Corporate

How Do We Measure Social Impact? UniCredit’s SIB Unit Has an Answer

The social impact finance sector has grown globally in recent years — and it’s expected to accelerate further still, driven by the effects of the Covid-19 crisis.

Head of Group Social Impact Banking (SIB): Laura Penna

But how can companies and beneficiaries best understand and measure the success of projects and initiatives, and what is the goal of impact financing?

Laura Penna, Head of Group Social Impact Banking (SIB) at UniCredit, says the overall aim is to create tangible positive social benefits by financing projects and initiatives with beneficial outcomes.

“UniCredit’s SIB has worked with the Human Foundation think-tank to develop a new measurement and evaluation system,” she says. “It focuses on international social impact finance standards to maximise the related direct and indirect social outcomes.”

The system allows UniCredit SIB to consistently monitor and evaluate activities across group markets in which the programme is active: Austria, Bosnia and Herzegovina, Bulgaria, Croatia, Czech Republic, Germany, Hungary, Italy, Romania, Serbia and Slovakia.

Social Taxonomy at Unicredit

The EU’s social taxonomy — currently under development — will play an important role in setting common standards of measurement. In the meantime, companies can start moving in the right direction.

The aim is to track performance and the impact generated by comparing expected and achieved results on an ongoing basis using a tailored framework that accounts for varying characteristics of the different beneficiaries of specific projects.

Penna says ESG is “part of how we do business at UniCredit”, with a strong social commitment in all its markets. “Our SIB programme helps us drive tangible positive social change in our communities,” she says. “To ensure that we are always growing our impact and making a real difference, we need to be able to track and measure social impact finance outcomes in a concrete and uniform way.”

“Our measurement and evaluation system has been designed to help us do this — and make an important contribution to increased transparency and common standards in the wider social-impact ecosystem.”

A Common Framework

Given the expected growth across the sector, the need for measurement methodology is increasing. The credibility of impact finance activities must be ensured to avoid “impact-washing”. It is important for the beneficiaries of programmes to guarantee a level playing field, agreement on specific KPIs for each project, and increased transparency in the selection process, says Penna.

“This is crucial to demonstrate how social impact financing activities are creating intentional and positive results in our communities,” she notes. “They help ensure a truly sustainable and impactful business approach that engages all relevant actors in the community through a common framework.”

Finance Offer

A “pay-for-success” mechanism is integral to the finance offer to allow for additional economic benefits based on the achievement of agreed social impact goals. The UniCredit offer supports social innovation as a driver of change through loans at favourable conditions. It also provides financial training and access to relevant partnerships and networks. “SIB is also committed to inclusive finance, supporting entrepreneurs and small businesses through microcredit,” says Penna, “and to financial education to encourage greater financial knowledge and social inclusion that can empower active citizenship.”

At the time of writing, the programme has provided more than 5,500 loans in support of social entrepreneurs and initiatives with measurable positive social impact — more than €348m in total. It has also supported some 100,000 students with financial education programmes since its launch four years ago, — and a further 20,000 beneficiaries through additional educational initiatives.

▶ PROVIDED DATA:
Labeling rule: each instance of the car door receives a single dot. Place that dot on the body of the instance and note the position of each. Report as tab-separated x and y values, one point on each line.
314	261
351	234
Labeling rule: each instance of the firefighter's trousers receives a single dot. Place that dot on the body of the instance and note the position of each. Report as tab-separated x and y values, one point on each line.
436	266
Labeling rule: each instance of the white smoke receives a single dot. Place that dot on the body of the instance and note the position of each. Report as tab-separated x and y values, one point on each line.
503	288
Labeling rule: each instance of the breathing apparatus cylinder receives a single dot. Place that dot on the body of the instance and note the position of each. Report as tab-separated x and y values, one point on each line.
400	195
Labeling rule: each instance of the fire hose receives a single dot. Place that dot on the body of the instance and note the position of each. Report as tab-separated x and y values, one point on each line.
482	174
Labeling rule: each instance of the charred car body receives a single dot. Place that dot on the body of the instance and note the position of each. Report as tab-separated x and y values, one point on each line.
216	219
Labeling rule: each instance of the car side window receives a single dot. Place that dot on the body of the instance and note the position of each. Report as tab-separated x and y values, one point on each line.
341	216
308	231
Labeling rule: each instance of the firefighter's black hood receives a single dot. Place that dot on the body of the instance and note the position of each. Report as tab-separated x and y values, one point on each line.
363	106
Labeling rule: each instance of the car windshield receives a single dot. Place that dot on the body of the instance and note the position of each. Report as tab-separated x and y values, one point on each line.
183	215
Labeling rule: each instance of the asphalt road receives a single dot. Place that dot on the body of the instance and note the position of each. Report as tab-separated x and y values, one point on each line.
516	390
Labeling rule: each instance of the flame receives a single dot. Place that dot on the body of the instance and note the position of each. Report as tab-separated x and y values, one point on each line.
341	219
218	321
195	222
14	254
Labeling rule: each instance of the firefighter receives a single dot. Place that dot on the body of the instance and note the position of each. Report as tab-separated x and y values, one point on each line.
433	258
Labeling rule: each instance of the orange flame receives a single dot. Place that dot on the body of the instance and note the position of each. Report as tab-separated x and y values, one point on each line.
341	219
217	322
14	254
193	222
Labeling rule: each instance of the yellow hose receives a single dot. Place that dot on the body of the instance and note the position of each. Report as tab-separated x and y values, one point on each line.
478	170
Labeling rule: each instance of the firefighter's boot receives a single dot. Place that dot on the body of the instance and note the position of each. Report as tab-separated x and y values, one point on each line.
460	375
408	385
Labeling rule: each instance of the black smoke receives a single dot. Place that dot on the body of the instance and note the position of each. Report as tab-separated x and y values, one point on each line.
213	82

▶ PROBLEM TO SOLVE: Please name the think-tank that, according to the text on measuring social impact at UniCredit, worked with UniCredit's SIB to develop the new measurement and evaluation system. The listing comes from a different source.

▶ TASK SOLUTION: The Human Foundation think-tank.